• Required work
a: In the article about actor Kevin Makely, which film's open audition call did Makely attend in New York City?
b: Carry on the article about Kevin Makely, picking up right after its final sentence.

• Quoted passage
Let’s be honest: it’s hard to truly stand out in a lasting way in the world of professional wrestling. With wild characters populating the business, everybody’s looking for a hook to elevate them as a true one-of-a-kind. Randy “Macho Man” Savage had that indelible extra quality about him: the voice, the mannerisms, the athleticism, the wardrobe … all of it combined to deliver a performance that demanded attention and helped Savage break free from the pack.
There’s also the fickle fortune of timing: being the right person in the right place at the right time.
Actor, producer, and soon-to-be-director Kevin Makely understands this all too well, as he strives to steer his projects out of the crowd of independent films and etch a place in the public eye. In 2020, as much of the entertainment world was scrambling to adjust to the year’s challenges, Makely found himself the recipient of good fortune as his company’s Western film Badland started gaining traction on Netflix since people were stuck at home and started looking for more movies to watch, and it raced up the most-watched list on the streaming service.
And then, to top it all off, Makely was cast as Savage in NBC’s Young Rock TV series, appearing in tonight’s episode at 8:00 EST in what he describes as a dream role: as in one that he never thought could happen in reality.
Makely spoke with SlamWrestling.net about where this role fits into his career, how dressing up as Randy Savage for Hallowe’en paid off, and the day he delivered his very own Macho Man flying elbow.
Makely grew up in Poughkeepsie, NY, in what he describes as a humble but happy childhood. Raised by their mother, Makely and his brother didn’t have a father figure in their upbringing, and so he gravitated to uber-male characters on TV and in the movies. “My male influences were Stallone, Schwarzenegger, Van Damme, and ‘Macho Man’ Randy Savage,” Makely recalls. “These guys that were larger than life — that’s what I wanted to be.”
Makely pauses to make a clear distinction here: he’s not referring to an immediate notion as a child that he would go into acting. In fact, the idea that he might grow up to be on screen himself never entered his mind. “I wanted to embody them, I never thought I could be on the screen,” he explains. “I just wanted to be big and strong and athletic, be a good guy, and be the hero.”
The entry into acting came much later, when Makely caught a train to New York City to attend an open audition call for Woody Allen’s upcoming 1998 film Celebrity. “I waited in line for eight hours and I wound up getting the part,” he recalls. “I was a glorified extra, but I was on set with Charlize Theron and Woody Allen. These are real people, and I thought, ‘I could do this.'”

• Data segment
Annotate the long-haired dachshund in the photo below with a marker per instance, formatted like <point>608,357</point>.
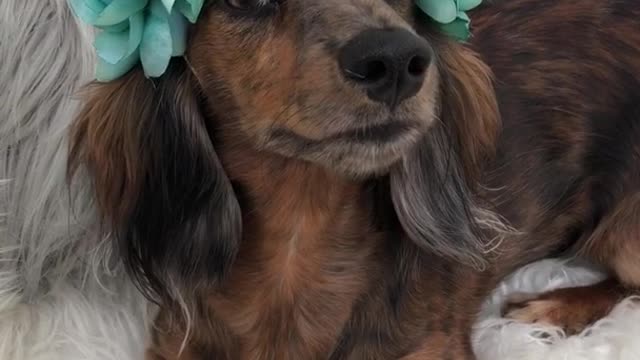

• Per-task answers
a: Woody Allen's 1998 film Celebrity.

b:
Makely parlayed that small part into more acting gigs, and while he says that the wide-eyed kid who thought actors were somehow otherworldly is still in there, his success has afforded him the confidence to take on a role like Savage. “The Rock saw that I was able to embody him enough to put me in the show,” he says gratefully, with his roots as a fan coming through loud and clear.
“It is so surreal when I put on the Macho trunks.”
What makes the journey to his role on Young Rock so special for Makely is that he’s clearly not just toeing the company line when he speaks with reverence of the Randy Savage; in a way, he’s been training for this role since he was a kid.
“Macho Man was my guy,” Makely begins in talking about his wrestling fan roots. “His WWF debut was in the Poughkeepsie Civic Center in my hometown (it was in July 6, 1985, against Aldo Marino/Ricky Santana), so that’s our claim to fame! My mom would take us to see them when we could afford to get tickets, and it was a staple. I used to make ‘Russian apple sauce’ and squeeze an apple like Nikolai Volkoff, and I remember picking up my bed and flipping it over like I was The Ultimate Warrior. I’m a fanboy at heart.”
As luck would have it, that fanboy enthusiasm played a part in Makely’s audition process. “It’s funny, I had been Randy Savage for Hallowe’en two times,” he says. “One year I had a whole bunch of Slim Jims, and I’d augment the costume with the Intercontinental belt. So my agent Jay Schachter calls and says you have to get me that picture of you being Savage for Hallowe’en. He said, ‘I got you an audition’, and I thought it was for the (upcoming) Hulk Hogan biopic — I’d never even heard of Young Rock yet.”
As Makely learned more about the role and prepped for the audition, any nerves he may have felt about vying for an opportunity to play the part of one of his icons were tempered by the certainty that the whole thing was just going to be for fun. “There’s no way I’m going to get this,” Makely recalls thinking. “So I pulled out my costume and I wore pieces of it during the audition and I really just let it go. I did my own version of what I thought Savage was when the camera wasn’t on him. I didn’t do a caricature of him. They loved it, and I got it, and I never thought in a million years that that I would.”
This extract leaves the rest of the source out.